## GIVEN ENTRIES
——
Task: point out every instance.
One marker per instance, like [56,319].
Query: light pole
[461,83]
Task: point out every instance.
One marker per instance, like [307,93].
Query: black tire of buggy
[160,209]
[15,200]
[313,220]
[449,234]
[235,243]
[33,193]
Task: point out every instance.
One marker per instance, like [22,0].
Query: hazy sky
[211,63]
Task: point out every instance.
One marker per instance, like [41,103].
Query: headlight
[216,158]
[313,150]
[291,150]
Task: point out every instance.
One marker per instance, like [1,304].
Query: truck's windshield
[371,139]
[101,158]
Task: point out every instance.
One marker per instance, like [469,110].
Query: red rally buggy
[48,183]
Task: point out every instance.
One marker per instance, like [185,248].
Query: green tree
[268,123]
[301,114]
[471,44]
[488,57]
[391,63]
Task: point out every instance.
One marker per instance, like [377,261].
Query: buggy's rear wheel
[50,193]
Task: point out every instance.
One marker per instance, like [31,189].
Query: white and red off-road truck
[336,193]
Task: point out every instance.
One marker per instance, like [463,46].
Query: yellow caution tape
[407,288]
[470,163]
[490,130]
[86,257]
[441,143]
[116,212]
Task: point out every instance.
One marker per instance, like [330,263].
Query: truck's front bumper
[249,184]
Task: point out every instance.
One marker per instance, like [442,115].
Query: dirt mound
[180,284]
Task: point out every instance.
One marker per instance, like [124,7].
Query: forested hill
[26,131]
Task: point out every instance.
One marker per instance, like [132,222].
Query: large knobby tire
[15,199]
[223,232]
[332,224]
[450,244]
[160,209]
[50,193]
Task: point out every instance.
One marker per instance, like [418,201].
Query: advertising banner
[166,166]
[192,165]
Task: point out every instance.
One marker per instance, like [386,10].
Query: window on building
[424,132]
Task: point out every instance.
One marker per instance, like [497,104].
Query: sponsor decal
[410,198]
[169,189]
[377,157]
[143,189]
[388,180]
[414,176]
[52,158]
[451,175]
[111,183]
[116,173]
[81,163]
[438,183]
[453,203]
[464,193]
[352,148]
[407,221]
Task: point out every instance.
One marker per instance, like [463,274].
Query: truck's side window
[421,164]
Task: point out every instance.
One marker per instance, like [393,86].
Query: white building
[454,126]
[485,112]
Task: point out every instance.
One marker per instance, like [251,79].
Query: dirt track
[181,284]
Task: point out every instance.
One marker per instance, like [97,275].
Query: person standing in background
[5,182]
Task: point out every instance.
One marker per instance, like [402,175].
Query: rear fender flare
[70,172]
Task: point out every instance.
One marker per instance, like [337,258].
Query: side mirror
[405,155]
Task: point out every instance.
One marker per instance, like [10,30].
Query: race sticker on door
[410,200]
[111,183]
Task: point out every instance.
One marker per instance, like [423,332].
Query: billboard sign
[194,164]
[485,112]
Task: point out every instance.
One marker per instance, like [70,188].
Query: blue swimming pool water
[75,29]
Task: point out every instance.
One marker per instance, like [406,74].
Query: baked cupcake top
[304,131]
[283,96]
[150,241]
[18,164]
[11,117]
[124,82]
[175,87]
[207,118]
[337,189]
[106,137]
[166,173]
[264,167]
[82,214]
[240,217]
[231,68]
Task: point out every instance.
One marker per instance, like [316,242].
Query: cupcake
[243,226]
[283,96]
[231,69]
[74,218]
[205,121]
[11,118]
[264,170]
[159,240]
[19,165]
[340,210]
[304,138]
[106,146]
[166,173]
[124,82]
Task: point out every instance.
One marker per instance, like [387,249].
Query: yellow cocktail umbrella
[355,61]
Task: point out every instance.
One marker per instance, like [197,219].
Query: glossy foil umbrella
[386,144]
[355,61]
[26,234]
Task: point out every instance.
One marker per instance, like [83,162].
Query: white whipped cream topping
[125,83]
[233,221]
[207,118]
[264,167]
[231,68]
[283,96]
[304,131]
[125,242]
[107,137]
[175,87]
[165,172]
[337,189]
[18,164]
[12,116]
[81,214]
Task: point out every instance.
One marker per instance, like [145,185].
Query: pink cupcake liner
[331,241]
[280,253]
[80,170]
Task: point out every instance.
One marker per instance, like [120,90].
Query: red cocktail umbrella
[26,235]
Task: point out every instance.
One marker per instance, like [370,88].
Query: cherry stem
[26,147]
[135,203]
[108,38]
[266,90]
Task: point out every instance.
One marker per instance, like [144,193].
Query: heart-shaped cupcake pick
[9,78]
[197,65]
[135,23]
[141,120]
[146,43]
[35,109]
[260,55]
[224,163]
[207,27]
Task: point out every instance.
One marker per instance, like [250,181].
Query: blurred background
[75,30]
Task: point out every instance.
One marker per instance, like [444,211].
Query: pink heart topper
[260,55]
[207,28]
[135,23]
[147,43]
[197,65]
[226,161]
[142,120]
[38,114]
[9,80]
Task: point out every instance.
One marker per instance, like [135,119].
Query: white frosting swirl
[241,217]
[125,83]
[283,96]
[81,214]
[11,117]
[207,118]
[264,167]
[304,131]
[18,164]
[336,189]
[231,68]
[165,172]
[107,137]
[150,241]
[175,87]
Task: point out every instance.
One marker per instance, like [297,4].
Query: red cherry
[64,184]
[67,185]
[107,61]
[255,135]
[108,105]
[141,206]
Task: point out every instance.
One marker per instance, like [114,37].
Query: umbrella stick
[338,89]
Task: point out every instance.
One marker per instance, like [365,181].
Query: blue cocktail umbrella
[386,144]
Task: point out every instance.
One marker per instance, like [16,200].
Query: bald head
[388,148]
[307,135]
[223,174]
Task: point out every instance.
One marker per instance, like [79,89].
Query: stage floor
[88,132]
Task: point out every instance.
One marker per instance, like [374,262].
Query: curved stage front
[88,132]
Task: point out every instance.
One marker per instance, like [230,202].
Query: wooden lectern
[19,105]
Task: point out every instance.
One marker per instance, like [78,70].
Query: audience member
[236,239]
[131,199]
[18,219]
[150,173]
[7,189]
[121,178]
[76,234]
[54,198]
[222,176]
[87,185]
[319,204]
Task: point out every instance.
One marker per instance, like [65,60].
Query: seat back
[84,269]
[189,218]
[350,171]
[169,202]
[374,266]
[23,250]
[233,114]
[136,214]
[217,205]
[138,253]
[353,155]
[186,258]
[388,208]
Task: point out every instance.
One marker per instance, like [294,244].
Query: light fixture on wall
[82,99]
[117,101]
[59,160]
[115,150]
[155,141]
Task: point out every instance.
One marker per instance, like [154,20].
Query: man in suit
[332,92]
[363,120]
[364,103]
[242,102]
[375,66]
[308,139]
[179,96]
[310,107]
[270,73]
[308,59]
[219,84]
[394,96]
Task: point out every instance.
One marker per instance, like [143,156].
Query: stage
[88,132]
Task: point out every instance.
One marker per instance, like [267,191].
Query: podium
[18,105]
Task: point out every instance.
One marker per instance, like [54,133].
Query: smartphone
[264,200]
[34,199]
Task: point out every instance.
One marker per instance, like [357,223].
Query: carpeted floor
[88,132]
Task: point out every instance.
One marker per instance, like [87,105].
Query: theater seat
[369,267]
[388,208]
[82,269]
——
## DIRECTIONS
Please restate every record above word for word.

## RESULT
Task: point out every instance.
One marker per instance, like [56,319].
Query: light pole
[461,83]
Task: point out every instance.
One marker per instance, like [307,93].
Query: black tire of buggy
[160,209]
[15,200]
[313,220]
[449,234]
[235,243]
[33,193]
Task: point out every instance.
One marker per instance, like [22,0].
Query: hazy sky
[211,63]
Task: point out every instance.
One marker per instance, like [41,103].
Query: headlight
[216,158]
[313,150]
[291,150]
Task: point out every instance.
One marker per instance, like [1,304].
Query: truck's windshield
[371,139]
[101,158]
Task: point out every instance.
One marker per instance, like [469,110].
Query: red rally buggy
[48,183]
Task: point out every instance.
One marker per instance, like [185,248].
Query: green tree
[268,123]
[301,114]
[471,44]
[488,57]
[391,63]
Task: point out every instance.
One marker per instance, like [377,261].
Query: buggy's rear wheel
[50,193]
Task: point out every instance.
One marker per instance, like [31,189].
Query: white and red off-road truck
[336,193]
Task: point out every instance.
One marker per instance, like [463,46].
Query: yellow caution tape
[407,288]
[470,163]
[490,130]
[86,257]
[441,143]
[116,212]
Task: point out every instance.
One marker per instance, like [330,263].
Query: truck's front bumper
[249,184]
Task: point out every instance.
One marker per instance, like [442,115].
Query: dirt mound
[180,284]
Task: point out every instance.
One marker per instance, like [124,7].
Query: forested hill
[26,131]
Task: point out every instance.
One marker per instance, like [132,222].
Query: large knobby tire
[15,199]
[223,232]
[332,224]
[450,244]
[160,209]
[50,193]
Task: point out every instance.
One marker per instance, like [418,201].
Query: advertising banner
[166,166]
[192,165]
Task: point out every instance.
One marker per instance, like [386,10].
Query: window on building
[424,132]
Task: point out every instance.
One marker per instance, like [497,104].
Query: sponsor decal
[410,198]
[169,189]
[377,157]
[143,189]
[388,180]
[414,176]
[52,158]
[451,175]
[111,183]
[116,173]
[81,163]
[438,183]
[453,203]
[464,193]
[352,148]
[407,221]
Task: point out every instance.
One marker per instance, like [463,274].
Query: truck's side window
[421,164]
Task: point out every instance.
One marker per instance, like [393,86].
Query: white building
[454,126]
[485,112]
Task: point out every instance.
One marker per instance, like [251,79].
Query: dirt track
[181,284]
Task: point out every instance.
One marker per instance, like [97,275].
Query: person standing in background
[5,182]
Task: point out every instance.
One marker per instance, like [402,175].
Query: rear fender flare
[70,172]
Task: point out every instance.
One marker per instance, like [337,258].
Query: side mirror
[405,155]
Task: point out every instance.
One marker per instance, like [10,30].
Query: race sticker on door
[410,200]
[111,183]
Task: point out every instance.
One marker per instance, like [423,332].
Query: billboard sign
[194,164]
[485,112]
Task: point out every instance.
One marker per instance, like [70,188].
Query: blue swimming pool water
[75,29]
Task: point out every instance.
One marker per instance, like [406,74].
Query: baked cupcake top
[304,131]
[283,96]
[150,241]
[18,164]
[11,117]
[124,82]
[175,87]
[207,118]
[337,189]
[106,137]
[166,173]
[264,167]
[82,214]
[240,217]
[231,68]
Task: point out every instance.
One marker per instance, like [316,242].
Query: cupcake
[243,226]
[283,96]
[231,69]
[74,218]
[205,121]
[11,118]
[264,170]
[159,240]
[19,165]
[340,210]
[304,138]
[106,146]
[166,173]
[124,82]
Task: point out every instance.
One marker per instance, like [387,249].
Query: yellow cocktail umbrella
[355,61]
Task: point out every instance.
One marker per instance, like [197,219].
Query: glossy foil umbrella
[386,144]
[355,61]
[26,234]
Task: point out every instance.
One marker per instance, like [83,162].
Query: white whipped cream topping
[125,83]
[233,221]
[207,118]
[264,167]
[231,68]
[283,96]
[304,131]
[125,242]
[107,137]
[175,87]
[165,172]
[337,189]
[18,164]
[12,116]
[81,214]
Task: point out every instance.
One marker per instance, like [145,185].
Query: pink cupcake liner
[331,241]
[280,253]
[80,170]
Task: point out every instance.
One marker per instance, like [120,90].
Query: red cocktail umbrella
[26,235]
Task: point out every instance.
One marker per instance, like [370,88].
Query: cherry stem
[26,147]
[135,203]
[108,38]
[266,90]
Task: point out every instance.
One marker per instance, like [144,193].
Query: heart-shaped cupcake pick
[9,78]
[197,65]
[135,23]
[141,120]
[146,43]
[35,109]
[260,55]
[224,163]
[207,27]
Task: point out every instance.
One marker per instance, like [250,181].
Query: blurred background
[75,30]
Task: point out every instance.
One marker per instance, like [444,211].
Query: pink heart topper
[260,55]
[207,28]
[135,23]
[147,43]
[197,65]
[226,161]
[142,120]
[38,114]
[9,80]
Task: point out every instance.
One marker per instance, like [135,119].
Query: white frosting swirl
[241,217]
[125,83]
[283,96]
[81,214]
[11,117]
[207,118]
[264,167]
[304,131]
[18,164]
[336,189]
[231,68]
[165,172]
[107,137]
[150,241]
[175,87]
Task: point out every instance.
One marker per instance, like [297,4].
Query: red cherry
[64,184]
[67,185]
[107,61]
[255,135]
[108,105]
[141,206]
Task: point out every instance.
One marker per instance, like [114,37].
Query: umbrella stick
[338,89]
Task: point out every instance.
One marker per instance, like [365,181].
Query: blue cocktail umbrella
[386,144]
Task: point out every instance.
One marker per instance, like [16,200].
Query: bald head
[388,148]
[307,135]
[223,174]
Task: point out every instance.
One marker per instance, like [79,89].
Query: stage floor
[88,132]
Task: point out every instance.
One marker per instance, like [374,262].
Query: curved stage front
[88,132]
Task: point out every instance.
One marker per instance, like [230,202].
Query: wooden lectern
[19,105]
Task: point out every instance.
One marker per instance, like [78,70].
Query: audience member
[236,239]
[131,199]
[18,219]
[150,173]
[7,189]
[121,178]
[76,234]
[54,198]
[222,176]
[87,185]
[319,204]
Task: point out every instance.
One marker per instance, like [65,60].
Query: seat back
[84,269]
[189,218]
[350,171]
[169,202]
[374,266]
[23,250]
[233,114]
[136,214]
[217,205]
[138,253]
[353,155]
[186,258]
[388,208]
Task: point out every instance.
One marker per instance, like [294,244].
Query: light fixture on wall
[82,99]
[117,101]
[59,160]
[115,150]
[155,141]
Task: point out every instance.
One marker per instance, like [154,20].
Query: man in suit
[332,92]
[363,120]
[364,103]
[242,102]
[375,66]
[308,139]
[179,96]
[310,107]
[270,73]
[308,59]
[219,84]
[394,96]
Task: point out every instance.
One marker per instance, like [143,156].
Query: stage
[88,132]
Task: point out every instance.
One marker per instance, like [267,191].
Query: podium
[18,105]
Task: point out every instance.
One marker per instance, like [54,133].
Query: smartphone
[264,200]
[34,199]
Task: point out every instance.
One marker per instance, like [357,223].
Query: carpeted floor
[88,132]
Task: point out every instance.
One marker per instance, like [87,105].
Query: theater seat
[369,267]
[388,208]
[82,269]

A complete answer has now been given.